Text segment
◇ ◇ ◇ ◇ ◇ ◇ ◇

This week I've been looking for new writers to contribute to our blog. This process always fills me with dread, because every time I do it, I get--without exaggeration--hundreds of applicants in my inbox. I have to give everyone a fair shake, so I end up spending a week sorting those messages, reading through people's writing samples, and trying to rank them in some useful way.
I have a few rules and tricks to try to help cope with the flood of people. I want to share them with you here in case any of you decide to apply for a freelance writing job in the future. Any hiring manager is going to get overwhelmed with applicants fast--just like I do--and they probably use tricks like mine to help keep things manageable.
1. Read the job description very, very carefully, and do precisely what it asks.
I always ask for at least two things from a potential applicant. The first is for them to include a writing sample that they feel is representative of their style. Pretty easy, and to be expected, considering what the job is.
The second is a little trickier. Near the bottom of the ad, I ask that in their email to me they use a certain subject line that I specify. Also pretty easy to do.
When the emails start coming in to my inbox, I immediately delete about 50% without even reading them.
Can you guess which ones I delete? That's right: the ones that didn't use the subject line I specified.
Why am I being so cruel? Surely every starving freelancer should get a fair shake if they go through the trouble to email me?
I do it because not using that subject line says something about the person who emailed me. It says: "I don't fully read instructions", or it says, "I read instructions, but I don't always do what they say."

◇ ◇ ◇ ◇ ◇ ◇ ◇

What is asked
[A] Decide whether each statement below agrees with the post on hiring freelance writers. Answer yes or no for each and quote the exact words from the post that settle it.
(i) The author asks applicants for only one thing.
(ii) The author deletes about half of the incoming emails without reading them.
(iii) The instruction about the subject line appears near the top of the ad.
[B] Using the post on hiring freelance writers, answer these questions:
(i) How many applicants does the author say arrive each time?
(ii) How long does the author spend sorting the messages?
(iii) What should the applicant's writing sample be representative of?

◇ ◇ ◇ ◇ ◇ ◇ ◇

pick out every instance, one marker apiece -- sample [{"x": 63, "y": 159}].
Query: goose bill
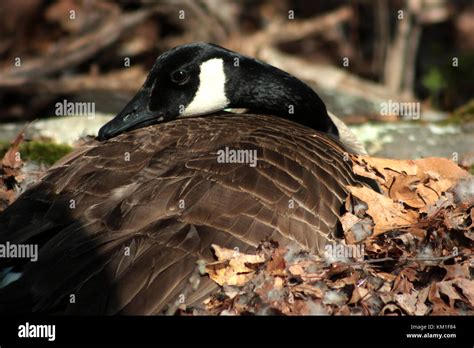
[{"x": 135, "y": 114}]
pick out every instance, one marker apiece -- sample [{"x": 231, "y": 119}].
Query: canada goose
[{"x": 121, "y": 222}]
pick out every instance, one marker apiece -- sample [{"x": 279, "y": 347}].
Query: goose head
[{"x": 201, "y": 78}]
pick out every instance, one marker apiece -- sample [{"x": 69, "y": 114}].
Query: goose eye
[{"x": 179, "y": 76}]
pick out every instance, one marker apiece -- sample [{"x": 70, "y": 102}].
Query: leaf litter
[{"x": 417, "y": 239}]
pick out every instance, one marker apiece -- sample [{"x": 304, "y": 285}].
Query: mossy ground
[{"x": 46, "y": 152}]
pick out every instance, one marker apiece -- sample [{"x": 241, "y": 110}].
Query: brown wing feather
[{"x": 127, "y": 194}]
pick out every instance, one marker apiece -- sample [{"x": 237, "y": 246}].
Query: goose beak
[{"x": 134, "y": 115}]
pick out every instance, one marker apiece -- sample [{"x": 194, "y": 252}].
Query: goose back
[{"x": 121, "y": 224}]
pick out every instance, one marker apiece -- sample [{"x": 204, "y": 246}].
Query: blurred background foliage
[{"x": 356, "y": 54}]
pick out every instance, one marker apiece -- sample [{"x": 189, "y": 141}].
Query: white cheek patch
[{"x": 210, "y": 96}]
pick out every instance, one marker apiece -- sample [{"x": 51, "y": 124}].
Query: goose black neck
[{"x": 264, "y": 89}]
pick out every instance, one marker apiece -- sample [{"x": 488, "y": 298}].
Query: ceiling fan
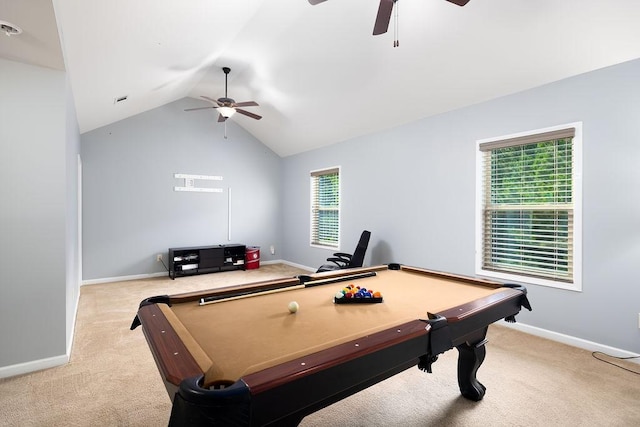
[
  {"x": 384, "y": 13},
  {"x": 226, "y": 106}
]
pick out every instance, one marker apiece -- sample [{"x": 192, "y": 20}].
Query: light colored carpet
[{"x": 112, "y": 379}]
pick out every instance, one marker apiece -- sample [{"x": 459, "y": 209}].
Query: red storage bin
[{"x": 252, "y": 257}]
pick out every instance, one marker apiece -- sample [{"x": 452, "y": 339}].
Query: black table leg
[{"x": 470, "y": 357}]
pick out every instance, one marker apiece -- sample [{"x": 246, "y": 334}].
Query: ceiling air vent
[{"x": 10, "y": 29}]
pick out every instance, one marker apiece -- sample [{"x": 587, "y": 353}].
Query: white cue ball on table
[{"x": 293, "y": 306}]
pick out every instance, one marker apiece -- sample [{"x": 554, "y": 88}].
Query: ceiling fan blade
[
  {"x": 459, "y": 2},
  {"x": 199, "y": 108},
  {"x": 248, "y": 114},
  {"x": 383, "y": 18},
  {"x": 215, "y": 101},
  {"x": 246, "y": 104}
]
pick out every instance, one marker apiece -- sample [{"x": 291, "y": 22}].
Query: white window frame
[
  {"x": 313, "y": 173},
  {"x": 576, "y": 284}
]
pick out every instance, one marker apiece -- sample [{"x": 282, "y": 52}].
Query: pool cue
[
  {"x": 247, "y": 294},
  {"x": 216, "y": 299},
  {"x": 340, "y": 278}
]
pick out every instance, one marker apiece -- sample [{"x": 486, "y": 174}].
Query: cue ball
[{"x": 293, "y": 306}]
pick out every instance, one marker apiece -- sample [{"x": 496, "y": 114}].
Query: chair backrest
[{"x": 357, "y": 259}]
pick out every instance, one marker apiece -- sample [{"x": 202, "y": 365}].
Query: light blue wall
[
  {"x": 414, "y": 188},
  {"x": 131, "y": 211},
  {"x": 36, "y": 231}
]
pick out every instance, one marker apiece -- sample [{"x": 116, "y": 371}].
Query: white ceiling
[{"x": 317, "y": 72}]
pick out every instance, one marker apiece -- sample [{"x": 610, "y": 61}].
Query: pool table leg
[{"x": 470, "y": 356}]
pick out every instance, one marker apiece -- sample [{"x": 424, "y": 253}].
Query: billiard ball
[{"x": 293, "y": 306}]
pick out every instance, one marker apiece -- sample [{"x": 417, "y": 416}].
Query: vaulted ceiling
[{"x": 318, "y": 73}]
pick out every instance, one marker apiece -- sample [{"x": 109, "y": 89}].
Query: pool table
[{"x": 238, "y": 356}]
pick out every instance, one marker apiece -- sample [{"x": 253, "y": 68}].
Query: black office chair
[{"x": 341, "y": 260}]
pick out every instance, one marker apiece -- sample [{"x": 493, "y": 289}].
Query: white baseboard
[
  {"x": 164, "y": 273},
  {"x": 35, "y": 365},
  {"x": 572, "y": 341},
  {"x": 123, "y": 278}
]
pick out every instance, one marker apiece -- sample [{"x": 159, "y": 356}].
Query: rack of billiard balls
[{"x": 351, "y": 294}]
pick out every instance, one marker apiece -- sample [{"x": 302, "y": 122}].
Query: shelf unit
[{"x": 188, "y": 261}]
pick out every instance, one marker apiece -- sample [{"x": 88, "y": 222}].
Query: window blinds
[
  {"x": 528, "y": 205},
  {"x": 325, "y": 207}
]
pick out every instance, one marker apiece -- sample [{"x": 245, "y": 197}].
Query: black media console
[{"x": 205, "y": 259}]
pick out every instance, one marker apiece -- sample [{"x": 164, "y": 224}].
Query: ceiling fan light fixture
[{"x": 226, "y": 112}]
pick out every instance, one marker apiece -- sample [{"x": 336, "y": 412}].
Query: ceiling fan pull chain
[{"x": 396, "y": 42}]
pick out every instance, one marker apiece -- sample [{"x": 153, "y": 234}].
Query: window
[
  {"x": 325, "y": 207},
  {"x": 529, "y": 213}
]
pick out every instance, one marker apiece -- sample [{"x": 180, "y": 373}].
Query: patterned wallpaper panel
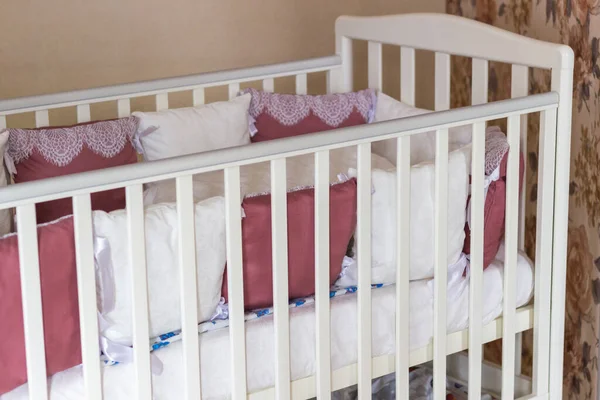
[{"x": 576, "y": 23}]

◇ ◇ ◇ ◇ ◇ ◇ ◇

Outputs by task
[A]
(i) No: "I always ask for at least two things from a potential applicant."
(ii) Yes: "I immediately delete about 50% without even reading them."
(iii) No: "Near the bottom of the ad, I ask that in their email to me they use a certain subject line that I specify."

[B]
(i) Hundreds.
(ii) A week.
(iii) Their style.